[Matériel source]:
#####

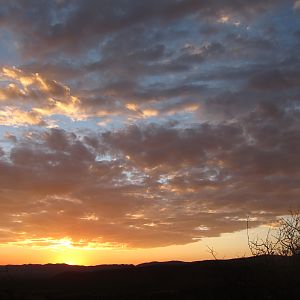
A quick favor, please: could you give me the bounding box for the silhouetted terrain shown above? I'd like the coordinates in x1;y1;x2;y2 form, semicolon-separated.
0;256;300;300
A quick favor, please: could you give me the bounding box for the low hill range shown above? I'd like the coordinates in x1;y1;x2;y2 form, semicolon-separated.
0;256;300;300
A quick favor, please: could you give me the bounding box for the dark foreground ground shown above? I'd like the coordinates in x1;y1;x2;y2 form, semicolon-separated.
0;256;300;300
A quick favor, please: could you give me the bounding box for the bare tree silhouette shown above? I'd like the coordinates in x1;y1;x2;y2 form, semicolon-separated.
247;211;300;256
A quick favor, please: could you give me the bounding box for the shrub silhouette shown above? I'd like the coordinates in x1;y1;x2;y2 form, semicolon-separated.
247;211;300;256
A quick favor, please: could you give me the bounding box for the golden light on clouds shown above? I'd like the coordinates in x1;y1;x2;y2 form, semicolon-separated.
0;0;300;264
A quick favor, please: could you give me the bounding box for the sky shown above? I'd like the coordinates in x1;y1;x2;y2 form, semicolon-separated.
0;0;300;264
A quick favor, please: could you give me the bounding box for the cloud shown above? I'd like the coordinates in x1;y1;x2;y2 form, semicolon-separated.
0;67;82;126
0;0;300;249
0;98;300;247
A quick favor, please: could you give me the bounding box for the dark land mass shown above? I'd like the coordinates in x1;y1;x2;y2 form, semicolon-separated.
0;256;300;300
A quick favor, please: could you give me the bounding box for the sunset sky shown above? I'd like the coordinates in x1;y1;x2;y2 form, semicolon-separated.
0;0;300;264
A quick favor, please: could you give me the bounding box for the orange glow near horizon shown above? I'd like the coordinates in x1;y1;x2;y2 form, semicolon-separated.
0;231;250;265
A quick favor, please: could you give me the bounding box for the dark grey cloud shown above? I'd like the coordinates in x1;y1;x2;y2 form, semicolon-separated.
0;0;300;251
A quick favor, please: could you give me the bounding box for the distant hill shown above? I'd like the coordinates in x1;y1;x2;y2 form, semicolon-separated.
0;256;300;300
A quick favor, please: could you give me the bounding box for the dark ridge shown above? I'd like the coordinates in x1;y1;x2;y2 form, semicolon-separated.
0;256;300;300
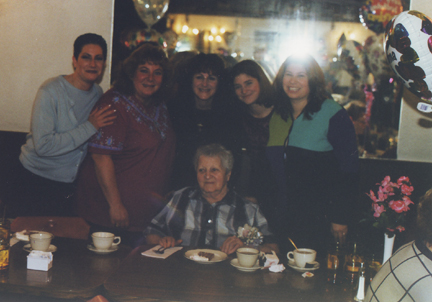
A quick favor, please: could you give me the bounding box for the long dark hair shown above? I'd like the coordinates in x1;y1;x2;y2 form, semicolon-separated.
229;60;274;108
113;43;170;104
273;55;330;120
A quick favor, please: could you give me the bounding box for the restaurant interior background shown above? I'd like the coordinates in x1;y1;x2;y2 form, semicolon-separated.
0;0;432;260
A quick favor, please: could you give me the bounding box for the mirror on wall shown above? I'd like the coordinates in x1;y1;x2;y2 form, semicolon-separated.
112;0;409;159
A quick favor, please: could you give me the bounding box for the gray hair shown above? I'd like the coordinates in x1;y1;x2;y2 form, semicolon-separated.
194;144;234;174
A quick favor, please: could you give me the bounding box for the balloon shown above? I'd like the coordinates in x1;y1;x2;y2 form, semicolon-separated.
121;29;166;50
359;0;403;34
363;34;394;82
385;10;432;102
162;29;178;55
133;0;169;28
338;34;366;81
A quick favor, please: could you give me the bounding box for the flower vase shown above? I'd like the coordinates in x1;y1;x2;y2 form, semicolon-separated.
382;233;396;264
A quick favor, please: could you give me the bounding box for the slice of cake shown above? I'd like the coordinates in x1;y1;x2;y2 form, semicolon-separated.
198;252;214;261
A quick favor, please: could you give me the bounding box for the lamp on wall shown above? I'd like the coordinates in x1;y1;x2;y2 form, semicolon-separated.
133;0;169;29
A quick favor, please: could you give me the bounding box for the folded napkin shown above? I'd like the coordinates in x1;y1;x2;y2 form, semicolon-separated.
141;245;183;259
15;230;30;241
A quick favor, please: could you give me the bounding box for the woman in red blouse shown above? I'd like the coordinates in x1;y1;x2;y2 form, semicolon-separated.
77;44;175;245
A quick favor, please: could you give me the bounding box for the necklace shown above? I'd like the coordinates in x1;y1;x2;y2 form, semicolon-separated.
120;94;166;140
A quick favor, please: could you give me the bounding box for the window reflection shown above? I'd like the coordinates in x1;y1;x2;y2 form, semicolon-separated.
112;0;409;158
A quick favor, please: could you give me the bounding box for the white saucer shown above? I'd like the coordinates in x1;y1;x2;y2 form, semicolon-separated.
87;244;118;254
230;258;261;272
288;260;319;273
23;243;57;253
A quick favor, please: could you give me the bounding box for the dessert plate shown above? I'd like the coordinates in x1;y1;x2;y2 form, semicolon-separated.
23;243;57;253
230;258;261;272
185;249;228;264
288;260;319;273
87;244;118;254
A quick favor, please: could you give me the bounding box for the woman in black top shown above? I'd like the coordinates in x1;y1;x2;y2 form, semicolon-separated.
168;53;240;190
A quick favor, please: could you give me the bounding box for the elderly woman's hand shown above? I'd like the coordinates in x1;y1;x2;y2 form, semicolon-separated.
109;203;129;228
221;236;244;255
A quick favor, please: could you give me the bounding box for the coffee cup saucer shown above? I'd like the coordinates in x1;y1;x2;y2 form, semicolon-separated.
23;243;57;253
288;260;320;273
87;244;118;254
230;258;262;272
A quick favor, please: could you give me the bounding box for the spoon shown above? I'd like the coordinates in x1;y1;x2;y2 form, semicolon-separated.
288;237;298;250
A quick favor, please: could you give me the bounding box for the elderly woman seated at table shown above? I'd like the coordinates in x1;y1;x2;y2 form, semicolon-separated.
145;144;278;254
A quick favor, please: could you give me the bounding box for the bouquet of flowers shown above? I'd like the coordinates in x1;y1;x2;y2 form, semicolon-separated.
366;176;414;237
237;224;264;245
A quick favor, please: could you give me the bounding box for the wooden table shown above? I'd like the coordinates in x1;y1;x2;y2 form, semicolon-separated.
0;237;131;299
104;246;355;302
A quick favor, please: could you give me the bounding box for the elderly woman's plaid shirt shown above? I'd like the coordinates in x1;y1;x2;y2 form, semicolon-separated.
145;187;273;248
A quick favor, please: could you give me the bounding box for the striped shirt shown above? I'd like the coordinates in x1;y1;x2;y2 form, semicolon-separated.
144;187;273;248
364;241;432;302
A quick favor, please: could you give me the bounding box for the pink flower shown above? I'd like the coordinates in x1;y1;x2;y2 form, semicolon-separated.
372;202;385;218
377;175;391;187
366;190;378;202
378;187;388;201
401;184;414;195
389;200;409;213
396;225;405;233
397;176;410;185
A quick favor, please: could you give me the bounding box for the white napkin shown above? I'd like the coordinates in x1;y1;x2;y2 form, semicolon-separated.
269;264;285;273
141;245;183;259
15;230;30;241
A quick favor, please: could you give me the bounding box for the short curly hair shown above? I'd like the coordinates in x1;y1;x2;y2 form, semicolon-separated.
74;33;107;60
113;43;170;100
194;144;234;174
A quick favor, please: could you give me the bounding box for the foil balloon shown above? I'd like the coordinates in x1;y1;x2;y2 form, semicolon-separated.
359;0;403;34
121;29;166;50
338;34;366;81
133;0;169;28
363;34;394;82
385;10;432;101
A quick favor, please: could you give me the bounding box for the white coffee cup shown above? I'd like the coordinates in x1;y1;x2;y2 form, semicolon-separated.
30;232;54;252
236;247;259;267
92;232;121;250
287;248;316;268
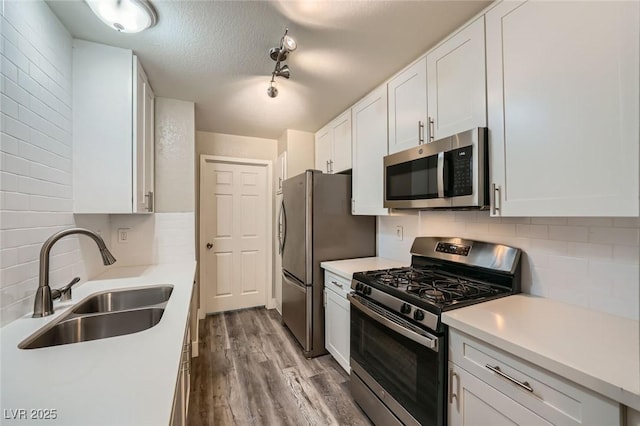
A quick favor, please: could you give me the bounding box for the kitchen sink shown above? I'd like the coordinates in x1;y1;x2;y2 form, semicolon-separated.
18;308;164;349
71;285;173;314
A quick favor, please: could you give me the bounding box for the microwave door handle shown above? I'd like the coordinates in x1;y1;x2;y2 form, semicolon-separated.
437;152;444;198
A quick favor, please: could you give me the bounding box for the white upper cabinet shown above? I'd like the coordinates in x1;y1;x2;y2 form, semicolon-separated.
387;57;427;154
427;16;487;142
351;85;389;216
387;16;487;154
315;110;351;173
73;40;154;213
486;1;640;216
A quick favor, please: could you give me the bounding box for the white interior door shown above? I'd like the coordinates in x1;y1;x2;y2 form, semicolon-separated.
200;160;271;313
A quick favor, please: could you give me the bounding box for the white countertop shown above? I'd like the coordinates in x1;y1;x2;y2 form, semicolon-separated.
442;294;640;410
320;257;407;279
0;262;196;426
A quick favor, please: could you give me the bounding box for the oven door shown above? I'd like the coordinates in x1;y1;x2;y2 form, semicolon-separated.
348;294;447;426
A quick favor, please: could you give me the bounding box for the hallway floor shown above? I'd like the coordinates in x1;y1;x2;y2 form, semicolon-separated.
189;308;371;426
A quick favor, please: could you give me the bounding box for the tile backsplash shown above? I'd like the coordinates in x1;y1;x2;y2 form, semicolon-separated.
0;1;110;326
378;211;640;320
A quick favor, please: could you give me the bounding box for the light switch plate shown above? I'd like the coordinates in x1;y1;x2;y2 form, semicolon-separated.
396;225;402;241
118;228;130;244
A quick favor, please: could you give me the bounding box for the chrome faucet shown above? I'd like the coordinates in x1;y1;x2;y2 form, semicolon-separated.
32;228;116;318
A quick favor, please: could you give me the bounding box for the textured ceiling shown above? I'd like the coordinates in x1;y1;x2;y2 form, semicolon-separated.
47;0;490;138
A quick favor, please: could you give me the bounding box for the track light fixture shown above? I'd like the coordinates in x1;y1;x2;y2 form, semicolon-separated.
267;28;298;98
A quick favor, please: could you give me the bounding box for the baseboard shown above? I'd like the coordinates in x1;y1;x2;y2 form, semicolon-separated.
266;299;276;309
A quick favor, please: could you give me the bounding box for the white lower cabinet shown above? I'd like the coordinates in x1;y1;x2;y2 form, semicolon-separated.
448;329;621;426
324;270;351;373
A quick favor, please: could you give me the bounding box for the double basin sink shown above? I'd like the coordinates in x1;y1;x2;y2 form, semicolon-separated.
18;285;173;349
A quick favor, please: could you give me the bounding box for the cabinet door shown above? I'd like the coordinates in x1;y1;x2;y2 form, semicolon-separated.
133;56;154;213
316;125;333;173
276;151;287;194
72;40;134;213
351;86;388;216
449;362;551;426
324;284;351;373
427;16;487;140
486;1;640;216
387;58;427;154
329;109;351;173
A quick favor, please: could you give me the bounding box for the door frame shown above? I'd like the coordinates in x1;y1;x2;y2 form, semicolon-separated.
198;154;276;316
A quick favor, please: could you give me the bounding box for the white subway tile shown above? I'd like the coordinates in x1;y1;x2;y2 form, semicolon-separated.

#####

Filtrez le matériel ci-dessus : quelles lignes contiennent la chaîne « hill » ? Recopiez chacune d'elles en entier.

A quick favor, please: could you give me the bounding box for the low hill range shown above? I'd like the coordinates in x1;y1;x2;y2 form, semicolon-separated.
A quick favor, please: could you give me the bounding box for the distant hill shown above? I'd like the coordinates in x1;y1;x2;y2 form, semicolon-separated.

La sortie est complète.